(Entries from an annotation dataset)

<<<<

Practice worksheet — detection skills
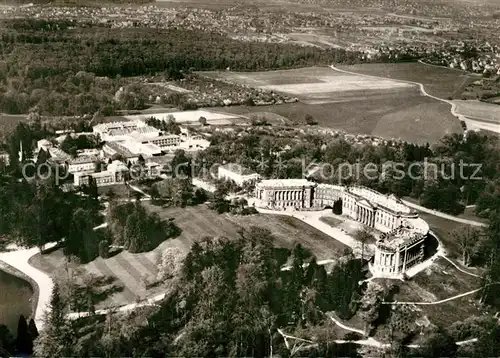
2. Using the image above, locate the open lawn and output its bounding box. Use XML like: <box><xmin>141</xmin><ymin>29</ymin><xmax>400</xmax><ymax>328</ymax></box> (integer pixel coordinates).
<box><xmin>384</xmin><ymin>258</ymin><xmax>484</xmax><ymax>327</ymax></box>
<box><xmin>0</xmin><ymin>114</ymin><xmax>27</xmax><ymax>138</ymax></box>
<box><xmin>202</xmin><ymin>65</ymin><xmax>462</xmax><ymax>144</ymax></box>
<box><xmin>30</xmin><ymin>202</ymin><xmax>347</xmax><ymax>308</ymax></box>
<box><xmin>338</xmin><ymin>62</ymin><xmax>478</xmax><ymax>99</ymax></box>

>>>>

Give the material above as a two-column CSV with the columns "query" and "result", one row per request holding its text and its answer, each in a single quoted field with line breaks turned into spaces. Leave out the pictures.

## RESULT BELOW
query,result
"Practice worksheet — detection skills 2. Using the image above, locate the open lawn and output its bounding box. Use XML like: <box><xmin>141</xmin><ymin>29</ymin><xmax>400</xmax><ymax>328</ymax></box> (integer pixel coordinates).","<box><xmin>384</xmin><ymin>258</ymin><xmax>484</xmax><ymax>327</ymax></box> <box><xmin>0</xmin><ymin>114</ymin><xmax>27</xmax><ymax>138</ymax></box> <box><xmin>202</xmin><ymin>65</ymin><xmax>462</xmax><ymax>144</ymax></box> <box><xmin>30</xmin><ymin>202</ymin><xmax>347</xmax><ymax>308</ymax></box> <box><xmin>338</xmin><ymin>62</ymin><xmax>478</xmax><ymax>99</ymax></box>"